**ROWS**.
*-*-*
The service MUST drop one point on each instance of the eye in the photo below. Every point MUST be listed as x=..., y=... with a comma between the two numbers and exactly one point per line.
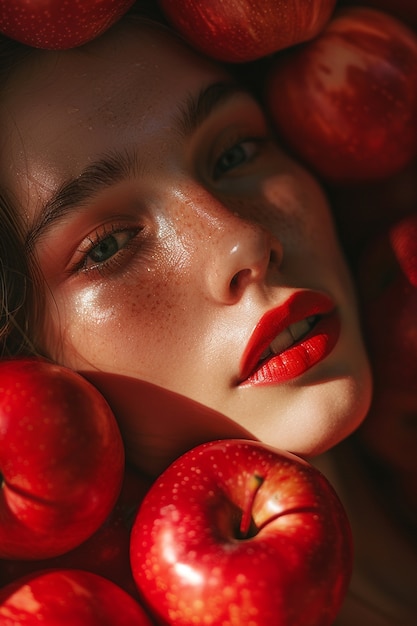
x=238, y=154
x=107, y=249
x=108, y=246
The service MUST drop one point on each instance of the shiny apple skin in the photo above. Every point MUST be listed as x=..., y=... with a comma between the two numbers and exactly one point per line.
x=239, y=31
x=58, y=25
x=68, y=598
x=61, y=459
x=346, y=102
x=190, y=565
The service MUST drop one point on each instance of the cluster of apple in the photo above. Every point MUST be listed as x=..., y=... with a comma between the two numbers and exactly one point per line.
x=340, y=82
x=233, y=530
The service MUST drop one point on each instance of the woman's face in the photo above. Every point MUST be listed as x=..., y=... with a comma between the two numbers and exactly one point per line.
x=181, y=247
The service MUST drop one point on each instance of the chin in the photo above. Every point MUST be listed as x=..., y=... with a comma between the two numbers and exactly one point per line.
x=318, y=417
*-*-*
**YOUR INSTRUCTIONS**. In the listing above, find the line containing "of the shiny", then reproduce it and each line after it through the end, exactly and with nothing added.

**SOLUTION FOR THIS EXERCISE**.
The service MUST drop one point on each instance of the shiny apple skin in the photo above. Every point MUST be listed as x=..., y=... with a comma between the two numbers and exactly one point per line.
x=239, y=31
x=58, y=25
x=68, y=598
x=61, y=459
x=346, y=102
x=190, y=565
The service MUST drop one point on each instance of the cluster of apple in the photo above. Every point MUST be listed as x=..., y=... with a comma between the two numbers and exactly one point per line.
x=340, y=82
x=233, y=530
The service MUST drop one point on each instance of the woman's face in the photo above. Every point MUST be listed as x=..., y=... with a comma between the two numbers and exactly one point per line.
x=181, y=247
The service MUST drop one point on each instance of the chin in the photo above. Every point MUST be listed as x=..., y=... with a comma between the two numbers and exactly one point per line.
x=318, y=417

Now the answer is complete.